[SOURCE DATA start]

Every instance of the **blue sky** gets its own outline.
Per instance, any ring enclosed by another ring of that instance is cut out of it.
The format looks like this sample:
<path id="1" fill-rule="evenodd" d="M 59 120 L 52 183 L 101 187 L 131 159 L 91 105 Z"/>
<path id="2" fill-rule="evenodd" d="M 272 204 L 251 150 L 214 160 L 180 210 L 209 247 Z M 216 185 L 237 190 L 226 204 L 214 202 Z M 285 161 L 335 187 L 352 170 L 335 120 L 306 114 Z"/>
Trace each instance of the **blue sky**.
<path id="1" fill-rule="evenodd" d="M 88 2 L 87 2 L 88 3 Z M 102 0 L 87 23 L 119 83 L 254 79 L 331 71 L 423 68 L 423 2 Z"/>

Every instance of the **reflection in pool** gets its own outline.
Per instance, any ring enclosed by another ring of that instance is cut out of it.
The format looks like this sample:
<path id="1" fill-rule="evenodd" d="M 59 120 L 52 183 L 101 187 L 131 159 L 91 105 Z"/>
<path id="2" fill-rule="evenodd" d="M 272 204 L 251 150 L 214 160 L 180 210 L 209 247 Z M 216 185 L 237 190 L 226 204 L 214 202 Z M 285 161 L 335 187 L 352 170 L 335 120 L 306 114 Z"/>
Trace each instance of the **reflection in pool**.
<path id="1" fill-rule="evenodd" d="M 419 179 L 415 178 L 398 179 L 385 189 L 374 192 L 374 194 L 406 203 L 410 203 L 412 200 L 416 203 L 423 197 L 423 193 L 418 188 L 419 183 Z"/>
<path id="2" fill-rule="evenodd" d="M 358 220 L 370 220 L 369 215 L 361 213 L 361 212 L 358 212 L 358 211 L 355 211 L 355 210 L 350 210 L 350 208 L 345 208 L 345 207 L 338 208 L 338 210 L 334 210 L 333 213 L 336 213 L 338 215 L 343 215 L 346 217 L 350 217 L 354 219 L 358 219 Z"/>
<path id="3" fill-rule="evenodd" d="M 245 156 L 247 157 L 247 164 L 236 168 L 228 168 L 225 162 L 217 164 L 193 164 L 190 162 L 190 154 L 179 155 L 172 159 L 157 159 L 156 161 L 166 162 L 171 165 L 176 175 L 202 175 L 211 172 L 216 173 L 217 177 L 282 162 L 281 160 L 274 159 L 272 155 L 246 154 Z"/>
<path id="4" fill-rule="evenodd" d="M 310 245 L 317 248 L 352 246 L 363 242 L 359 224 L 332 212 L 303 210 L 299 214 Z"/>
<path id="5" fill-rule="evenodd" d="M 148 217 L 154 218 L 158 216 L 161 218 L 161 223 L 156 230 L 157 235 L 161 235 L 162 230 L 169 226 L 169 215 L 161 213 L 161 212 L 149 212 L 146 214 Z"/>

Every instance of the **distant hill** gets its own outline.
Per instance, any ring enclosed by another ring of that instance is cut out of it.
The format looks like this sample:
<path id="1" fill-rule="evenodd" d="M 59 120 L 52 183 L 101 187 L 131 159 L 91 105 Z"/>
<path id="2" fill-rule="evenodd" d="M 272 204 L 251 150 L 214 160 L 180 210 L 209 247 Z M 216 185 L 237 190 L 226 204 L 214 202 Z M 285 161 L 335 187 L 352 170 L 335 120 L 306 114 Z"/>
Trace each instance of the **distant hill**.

[SOURCE DATA end]

Format the records above as a JSON list of strings, one string per line, with blank lines omitted.

#### [RESULT BELOW]
[
  "Every instance of the **blue sky** gets its own outline.",
  "Per instance, any ring enclosed by another ring of that instance is cut out of it.",
  "The format looks like this sample:",
  "<path id=\"1\" fill-rule=\"evenodd\" d=\"M 59 120 L 52 183 L 101 187 L 131 159 L 91 105 Z\"/>",
  "<path id=\"2\" fill-rule=\"evenodd\" d=\"M 272 204 L 251 150 L 214 160 L 180 210 L 209 247 Z M 216 185 L 237 190 L 226 204 L 214 202 Z M 285 161 L 335 187 L 352 170 L 335 120 L 306 114 Z\"/>",
  "Trace each instance of the **blue sky**.",
  "<path id=\"1\" fill-rule=\"evenodd\" d=\"M 88 2 L 87 2 L 88 3 Z M 102 0 L 87 23 L 119 83 L 254 79 L 331 71 L 423 68 L 423 2 Z\"/>",
  "Every instance of the **reflection in pool** gets its own outline.",
  "Per instance, any ring enclosed by another ring of that instance is cut out of it.",
  "The format looks like this sample:",
  "<path id=\"1\" fill-rule=\"evenodd\" d=\"M 59 120 L 52 183 L 101 187 L 131 159 L 91 105 Z\"/>",
  "<path id=\"2\" fill-rule=\"evenodd\" d=\"M 272 204 L 251 150 L 214 160 L 180 210 L 209 247 Z M 216 185 L 237 190 L 226 204 L 214 202 Z M 285 161 L 335 187 L 352 170 L 335 120 L 306 114 Z\"/>",
  "Trace each instance of the **reflection in pool**.",
  "<path id=\"1\" fill-rule=\"evenodd\" d=\"M 419 179 L 415 178 L 398 179 L 385 189 L 374 192 L 374 194 L 406 203 L 410 203 L 412 200 L 416 203 L 423 197 L 423 193 L 418 188 L 419 183 Z\"/>",
  "<path id=\"2\" fill-rule=\"evenodd\" d=\"M 358 220 L 370 220 L 369 215 L 361 213 L 361 212 L 358 212 L 358 211 L 355 211 L 355 210 L 350 210 L 350 208 L 345 208 L 345 207 L 338 208 L 338 210 L 334 210 L 333 213 L 336 213 L 338 215 L 343 215 L 346 217 L 350 217 L 354 219 L 358 219 Z\"/>",
  "<path id=\"3\" fill-rule=\"evenodd\" d=\"M 245 156 L 247 157 L 247 164 L 236 168 L 228 168 L 225 162 L 217 164 L 193 164 L 190 162 L 190 154 L 179 155 L 172 159 L 157 159 L 156 161 L 166 162 L 171 165 L 176 175 L 202 175 L 211 172 L 216 173 L 217 177 L 282 162 L 281 160 L 274 159 L 272 155 L 246 154 Z\"/>",
  "<path id=\"4\" fill-rule=\"evenodd\" d=\"M 310 245 L 317 248 L 352 246 L 363 242 L 359 224 L 332 212 L 303 210 L 299 214 Z\"/>",
  "<path id=\"5\" fill-rule=\"evenodd\" d=\"M 148 217 L 154 218 L 158 216 L 161 218 L 161 223 L 156 230 L 157 235 L 161 235 L 162 230 L 169 226 L 169 215 L 161 213 L 161 212 L 149 212 L 146 214 Z\"/>",
  "Every instance of the **distant hill** gets its own outline.",
  "Per instance, any ring enclosed by another ring of that instance is cut out of it.",
  "The format looks like this sample:",
  "<path id=\"1\" fill-rule=\"evenodd\" d=\"M 59 120 L 52 183 L 101 187 L 131 159 L 91 105 Z\"/>",
  "<path id=\"2\" fill-rule=\"evenodd\" d=\"M 272 204 L 251 150 L 214 160 L 180 210 L 209 247 Z M 216 185 L 237 190 L 226 204 L 214 202 Z M 285 161 L 335 187 L 352 170 L 335 120 L 306 114 Z\"/>",
  "Trace each instance of the **distant hill**."
]